When you copy the material, keep each line exactly as it appears.

SUPPLIED MATERIAL Block Start

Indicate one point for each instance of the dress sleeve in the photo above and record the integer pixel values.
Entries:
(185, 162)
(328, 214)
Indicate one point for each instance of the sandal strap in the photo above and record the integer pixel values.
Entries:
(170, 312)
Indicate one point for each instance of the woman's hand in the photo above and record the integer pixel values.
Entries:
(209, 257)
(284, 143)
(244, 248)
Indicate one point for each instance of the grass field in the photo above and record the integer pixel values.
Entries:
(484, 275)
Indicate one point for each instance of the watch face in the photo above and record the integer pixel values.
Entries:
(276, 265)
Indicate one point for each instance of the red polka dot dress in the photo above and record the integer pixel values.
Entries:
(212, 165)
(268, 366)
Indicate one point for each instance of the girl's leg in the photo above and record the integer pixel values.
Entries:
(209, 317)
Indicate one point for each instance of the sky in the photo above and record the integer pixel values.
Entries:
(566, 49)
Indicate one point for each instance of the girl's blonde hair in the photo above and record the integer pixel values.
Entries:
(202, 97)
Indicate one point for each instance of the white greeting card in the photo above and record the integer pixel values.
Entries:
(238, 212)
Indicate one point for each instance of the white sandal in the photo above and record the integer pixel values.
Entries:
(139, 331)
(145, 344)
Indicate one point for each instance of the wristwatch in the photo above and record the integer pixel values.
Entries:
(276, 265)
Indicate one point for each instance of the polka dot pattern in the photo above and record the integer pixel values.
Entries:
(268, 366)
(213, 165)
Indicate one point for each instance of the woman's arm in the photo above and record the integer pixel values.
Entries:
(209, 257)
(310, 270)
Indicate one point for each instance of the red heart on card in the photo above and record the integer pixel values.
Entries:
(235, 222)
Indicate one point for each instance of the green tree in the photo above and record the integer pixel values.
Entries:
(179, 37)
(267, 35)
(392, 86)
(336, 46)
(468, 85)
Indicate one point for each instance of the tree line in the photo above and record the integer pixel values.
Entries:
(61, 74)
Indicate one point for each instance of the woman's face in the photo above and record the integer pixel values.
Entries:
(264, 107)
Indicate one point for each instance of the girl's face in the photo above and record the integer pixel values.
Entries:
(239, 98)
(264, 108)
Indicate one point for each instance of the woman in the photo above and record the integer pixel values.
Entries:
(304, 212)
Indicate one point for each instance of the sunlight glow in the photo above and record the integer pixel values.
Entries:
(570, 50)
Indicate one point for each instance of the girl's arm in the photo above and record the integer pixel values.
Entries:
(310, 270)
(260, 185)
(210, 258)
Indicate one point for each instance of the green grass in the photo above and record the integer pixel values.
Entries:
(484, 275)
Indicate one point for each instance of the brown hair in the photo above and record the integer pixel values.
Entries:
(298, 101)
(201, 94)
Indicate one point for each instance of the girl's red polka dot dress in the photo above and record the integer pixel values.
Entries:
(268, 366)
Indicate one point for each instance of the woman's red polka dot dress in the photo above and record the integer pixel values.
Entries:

SUPPLIED MATERIAL Block End

SOLVED PROBLEM:
Indicate one point for each instance of the dress sleeve in the photo above and record the integer pixel values.
Entries:
(185, 162)
(328, 214)
Indicate one point for each instance of the sandal strap in the photo above and record the integer pixel values.
Entries:
(170, 312)
Indicate one point for each instance of the woman's hand in the photo above and record the integer pixel values.
Entries:
(209, 257)
(284, 143)
(244, 248)
Indicate one point for each instance of the grass field in the photo above and record the integer pixel values.
Entries:
(484, 275)
Indicate one point for each instance of the watch face in the photo above and record the integer pixel values.
Entries:
(276, 265)
Indicate one point for each instance of the red polka dot dress in the photo above and record the integer pixel values.
Entries:
(212, 165)
(268, 366)
Indicate one point for each instance of the girl's leg in the photo above and record the integer pixel values.
Entries:
(209, 317)
Indicate one point for each instance of the sky in the photo above and record the integer pixel values.
Entries:
(566, 49)
Indicate one point for each instance of the girl's blonde hair in the photo above and record the integer pixel values.
Entries:
(202, 97)
Indicate one point for each instance of the white greeting card in the photo above and record the integer pixel values.
Entries:
(238, 212)
Indicate one point for each instance of the white sandal in the photo above and record the integer pixel values.
Entries:
(139, 331)
(145, 344)
Indicate one point for each instance of the wristwatch in the photo above and record the integer pixel values.
Entries:
(276, 265)
Indicate one point for each instance of the polka dot pattern in the photo above and record the integer pixel values.
Entries:
(268, 366)
(213, 165)
Indicate one point for each instance of the woman's arm in the photo above and record the integer pixel values.
Entries:
(209, 257)
(310, 270)
Indicate one point for each instance of the red heart on card in the photo above and record the integer pixel values.
Entries:
(235, 222)
Indicate one point for each instance of the green tree in the photo above and record the integer pixel values.
Entries:
(179, 37)
(267, 35)
(392, 86)
(336, 46)
(468, 85)
Indicate one point for each instance of the tree line in the photo above and record the integer pixel values.
Entries:
(61, 74)
Indicate one point for each instance of the woman's face in the photo above and record the integer pixel values.
Entries:
(264, 107)
Indicate one point for each instance of the girl's face in the photo above and record the integer pixel values.
Entries:
(239, 98)
(264, 108)
Indicate one point for each instance of the woman in the photo above and record the integer pixel values.
Entries:
(304, 212)
Indicate one point for each instance of the sunlight glow in the photo above and record the integer pixel values.
Entries:
(570, 50)
Indicate one point for each instance of the girl's arm in the photo above and record the integer pixel values.
Entries:
(310, 270)
(260, 185)
(210, 258)
Indicate one point for each instance of the green grass in the photo above and record the integer pixel values.
Entries:
(484, 275)
Indicate one point for each instance of the brown hair in the photo above and record the integer pixel values.
Entries:
(298, 101)
(201, 94)
Indicate one point for each instance of the girl's red polka dot dress in the photo above and record the integer pixel values.
Entries:
(268, 366)
Indicate one point for each instance of the woman's red polka dot dress in the photo above and record the integer pixel values.
Entries:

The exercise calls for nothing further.